Tâches à réaliser
- 1) Les affirmations suivantes concordent-elles avec la critique de La douane volante ? Pour chacune, répondez par oui ou non et citez mot pour mot le passage décisif. (a) Les paysages de la contrée évoquent les Pays-Bas. (b) Le récit s'attarde surtout sur la question de savoir si Gwen est mort. (c) Le Pibil est un petit oiseau.
- 2) Poursuivez la critique de La douane volante à partir de sa dernière phrase.

Passage extrait
···

La douane volante est un roman d'apprentissage de facture classique : le jeune Gwen va peu à peu grandir, mûrir, à travers toute une série d'épreuves initiatiques. Dès les premières pages, le lecteur s'interroge sur cette étrange contrée : si les paysages font penser aux Pays-Bas, le mode de vie des habitants ressemble à celui du Moyen-Âge. Gwen est-il mort ? A-t-il remonté le temps ? Pourquoi l'Ankou l'a-t-il envoyé ici ? Ces questions, que l'on pourrait croire essentielles, sont vite reléguées au second plan et François Place concentre son récit sur les moyens que Gwen met en place pour s'intégrer à cette nouvelle société. Aidé du Pibil, petit oiseau aux étranges pouvoirs, Gwen va mettre en pratique ses dons de guérison et devenir, non sans mal, un citoyen à part entière de cette terre d'accueil.

Quand Emmyne a parlé de ce roman sur son site, j'ai tout de suite été emballée par ce qu'elle en disait, d'autant que mon fil a fait il y a peu un exposé sur la Bretagne et que nous avions tous les deux fait des recherches sur la légende de l'Ankou. Ce qui frappe dès les premières lignes, c'est l'élégance de l'écriture de François Place. Qu'il est bon de lire un roman jeunesse où la langue française est magnifiée, fluide et poétique ! En quelques mots, l'auteur installe son décor et l'on sent immédiatement que le voyage sera différent de ce que propose la littérature jeunesse actuelle : point de vampires ou d'actions en cascade mais un récit qui mêle légendes et fonctionnement d'une société féodale et qui prend le temps de décrire chacun des protagonistes.

···

Données enregistrées
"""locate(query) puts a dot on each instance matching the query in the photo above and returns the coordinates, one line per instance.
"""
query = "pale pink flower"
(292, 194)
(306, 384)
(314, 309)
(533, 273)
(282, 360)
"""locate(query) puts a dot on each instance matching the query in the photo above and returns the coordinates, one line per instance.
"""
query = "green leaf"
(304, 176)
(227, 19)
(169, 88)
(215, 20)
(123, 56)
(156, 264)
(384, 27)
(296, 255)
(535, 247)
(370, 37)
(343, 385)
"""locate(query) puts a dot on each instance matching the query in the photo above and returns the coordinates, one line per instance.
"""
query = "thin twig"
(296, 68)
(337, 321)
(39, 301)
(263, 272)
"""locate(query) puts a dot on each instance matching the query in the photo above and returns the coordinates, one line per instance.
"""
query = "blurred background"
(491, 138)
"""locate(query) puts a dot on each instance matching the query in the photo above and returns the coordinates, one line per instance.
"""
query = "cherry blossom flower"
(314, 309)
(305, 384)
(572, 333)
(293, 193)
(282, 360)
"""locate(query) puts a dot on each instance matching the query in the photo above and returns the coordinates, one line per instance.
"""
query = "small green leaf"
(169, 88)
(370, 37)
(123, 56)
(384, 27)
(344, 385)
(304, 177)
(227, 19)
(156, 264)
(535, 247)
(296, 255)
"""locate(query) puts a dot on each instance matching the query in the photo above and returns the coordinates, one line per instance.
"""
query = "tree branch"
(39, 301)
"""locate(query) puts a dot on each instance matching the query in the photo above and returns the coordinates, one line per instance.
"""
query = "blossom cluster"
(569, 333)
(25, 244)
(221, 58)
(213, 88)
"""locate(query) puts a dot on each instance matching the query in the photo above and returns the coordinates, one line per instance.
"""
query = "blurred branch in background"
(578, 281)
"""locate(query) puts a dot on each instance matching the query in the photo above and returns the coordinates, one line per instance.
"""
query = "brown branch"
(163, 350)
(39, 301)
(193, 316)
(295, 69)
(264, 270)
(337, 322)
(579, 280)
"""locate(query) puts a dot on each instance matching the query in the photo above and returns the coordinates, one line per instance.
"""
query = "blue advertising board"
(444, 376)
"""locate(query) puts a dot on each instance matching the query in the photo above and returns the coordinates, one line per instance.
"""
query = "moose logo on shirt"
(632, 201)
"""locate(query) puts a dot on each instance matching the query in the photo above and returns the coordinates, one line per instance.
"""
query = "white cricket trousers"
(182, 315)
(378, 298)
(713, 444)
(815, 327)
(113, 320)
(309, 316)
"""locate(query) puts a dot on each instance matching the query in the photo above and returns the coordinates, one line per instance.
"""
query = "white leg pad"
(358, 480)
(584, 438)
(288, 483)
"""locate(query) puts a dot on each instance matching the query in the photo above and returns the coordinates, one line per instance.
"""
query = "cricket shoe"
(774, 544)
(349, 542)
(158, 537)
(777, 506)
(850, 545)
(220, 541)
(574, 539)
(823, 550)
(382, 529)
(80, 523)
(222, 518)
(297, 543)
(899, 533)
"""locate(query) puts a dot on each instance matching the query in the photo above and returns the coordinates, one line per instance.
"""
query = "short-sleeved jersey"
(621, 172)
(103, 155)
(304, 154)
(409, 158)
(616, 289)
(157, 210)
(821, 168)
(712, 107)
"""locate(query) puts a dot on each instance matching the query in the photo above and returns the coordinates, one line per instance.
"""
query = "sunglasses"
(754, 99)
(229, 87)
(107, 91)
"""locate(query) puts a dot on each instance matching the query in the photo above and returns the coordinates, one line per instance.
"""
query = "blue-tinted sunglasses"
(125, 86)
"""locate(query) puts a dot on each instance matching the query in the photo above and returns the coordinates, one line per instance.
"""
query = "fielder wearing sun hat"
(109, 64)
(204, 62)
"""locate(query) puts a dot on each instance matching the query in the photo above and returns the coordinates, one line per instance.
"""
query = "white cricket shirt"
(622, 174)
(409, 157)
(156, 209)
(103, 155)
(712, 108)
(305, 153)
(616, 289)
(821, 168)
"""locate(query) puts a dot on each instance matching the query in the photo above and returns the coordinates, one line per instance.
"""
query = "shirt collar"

···

Les réponses
- 1)
(a) Oui : « si les paysages font penser aux Pays-Bas »
(b) Non : « Ces questions, que l'on pourrait croire essentielles, sont vite reléguées au second plan »
(c) Oui : « Aidé du Pibil, petit oiseau aux étranges pouvoirs »

- 2)
On aimerait donc pouvoir plonger corps et âme au côté du jeune Gwen dire de ce roman qu'il est merveilleux, palpitant et indispensable. Et pourtant, malgré toutes ces qualités, le charme n'opère pas. Si l'écriture est remarquable, François Place ne parvient pas tenir son lecteur en haleine, et bien vite on suit les aventures du jeune Gwen avec distance et perplexité. Distance car, même si les personnages sont bien campés (on pense à Silde, Daer, Nez-de-cuir ou encore Saskia), on ne parvient jamais complètement à s'attacher à eux. Perplexité car au fure et à mesure de la lecture on s'interroge sur les enjeux du récit. Qu'a voulu nous conter François Place ? Pourquoi situer l'action de son histoire entre 1914 et 1918 si c'est pour totalement gommer cet ancrage historique à l'intérieur de sa narration ? Et quel est cet étrange pays ? Pourquoi Gwen ne semble pas si pressé de résoudre ce mystère ? La fin du roman n'apporte malheureusement pas d'éclairage suffisant pour permettre au lecteur de reconstruire le puzzle.

Au fil de ma lecture, je me demandais comment ce roman serait accueilli par le public auquel il est destiné. Que comprendront-il de ce roman et se laisseront-ils happer par les aventures du jeune Gwen ? Je devrais avoir quelques éléments de réponse dans les prochaines semaines, puisque Quentin a lui aussi très envie de le lire, mais l'adulte que je suis reste finalement déçue : malgré son très bel écrin, La douane volante ne m'a pas convaincue.

(D'autre avis dans la blogosphère : Emmyne, Clarabel, Malice, SBM, Fashion et Esmeraldae)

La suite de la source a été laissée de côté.